• _RECORD SET_
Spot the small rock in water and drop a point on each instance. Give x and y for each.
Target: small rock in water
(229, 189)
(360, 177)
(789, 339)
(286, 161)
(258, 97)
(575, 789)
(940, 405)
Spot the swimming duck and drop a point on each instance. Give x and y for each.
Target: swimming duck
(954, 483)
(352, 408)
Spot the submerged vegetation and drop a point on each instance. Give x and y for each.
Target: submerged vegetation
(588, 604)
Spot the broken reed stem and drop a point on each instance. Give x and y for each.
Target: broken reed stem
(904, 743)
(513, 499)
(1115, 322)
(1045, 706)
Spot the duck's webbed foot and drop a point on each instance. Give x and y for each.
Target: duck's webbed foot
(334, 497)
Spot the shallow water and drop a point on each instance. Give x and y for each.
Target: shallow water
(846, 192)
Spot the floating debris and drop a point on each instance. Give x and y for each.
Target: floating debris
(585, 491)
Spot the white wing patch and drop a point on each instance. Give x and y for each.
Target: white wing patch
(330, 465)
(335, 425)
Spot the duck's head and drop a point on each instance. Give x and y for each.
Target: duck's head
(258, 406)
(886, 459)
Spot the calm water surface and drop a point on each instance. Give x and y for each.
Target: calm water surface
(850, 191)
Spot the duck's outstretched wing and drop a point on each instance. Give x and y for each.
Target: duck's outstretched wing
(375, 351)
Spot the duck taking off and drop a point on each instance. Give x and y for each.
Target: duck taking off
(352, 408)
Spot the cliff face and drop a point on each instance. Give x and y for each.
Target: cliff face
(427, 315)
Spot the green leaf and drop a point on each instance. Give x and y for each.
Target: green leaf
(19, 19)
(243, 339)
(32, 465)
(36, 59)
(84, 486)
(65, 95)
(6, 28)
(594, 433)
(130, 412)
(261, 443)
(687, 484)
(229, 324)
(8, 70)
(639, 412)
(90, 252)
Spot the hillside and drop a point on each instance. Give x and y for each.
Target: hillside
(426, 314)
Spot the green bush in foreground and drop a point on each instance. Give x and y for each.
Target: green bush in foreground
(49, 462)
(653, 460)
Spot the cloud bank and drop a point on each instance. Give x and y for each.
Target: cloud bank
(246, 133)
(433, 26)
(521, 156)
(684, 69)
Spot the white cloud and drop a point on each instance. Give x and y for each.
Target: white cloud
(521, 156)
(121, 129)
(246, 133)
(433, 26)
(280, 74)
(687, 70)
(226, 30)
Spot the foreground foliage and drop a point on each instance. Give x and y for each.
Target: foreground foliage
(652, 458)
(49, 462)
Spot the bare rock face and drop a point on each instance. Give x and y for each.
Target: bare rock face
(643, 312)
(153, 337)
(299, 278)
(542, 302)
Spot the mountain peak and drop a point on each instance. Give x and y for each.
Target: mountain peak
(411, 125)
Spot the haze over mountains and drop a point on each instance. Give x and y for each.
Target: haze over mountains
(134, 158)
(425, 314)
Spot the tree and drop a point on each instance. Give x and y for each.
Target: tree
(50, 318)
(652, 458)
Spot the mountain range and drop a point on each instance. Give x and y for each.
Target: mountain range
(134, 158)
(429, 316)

• _WHAT YOU NEED TO DO_
Return the listing above word for word, starting at the line that contains "Spot the white cloud" and continuing through the final line of the listing.

• _RESULT BELOW_
Spot the white cloud and drop a point on each instance. Give x and y for each.
Target: white cloud
(521, 156)
(121, 129)
(246, 133)
(433, 26)
(280, 74)
(687, 70)
(226, 30)
Spot the foreground foliage and drop a point on each instance. Give x and y for each.
Target: foreground foliage
(652, 458)
(49, 462)
Spot the bare rock face and drop a point on each instance. Give x and y for each.
Target: bare rock face
(643, 312)
(153, 337)
(299, 278)
(542, 302)
Spot the mountain peak and drop a point on each instance. Give x and y for each.
Target: mountain peak
(411, 125)
Spot the haze over mountains and drop a point on each instance. Give x and y for each.
Target: haze over mountains
(134, 158)
(425, 314)
Spot the tree and drop a point on each instance. Give x and y for each.
Target: tree
(50, 318)
(652, 458)
Spot the mountain range and drop a point on each instance. Give x and y for each.
Target: mountain range
(134, 158)
(429, 316)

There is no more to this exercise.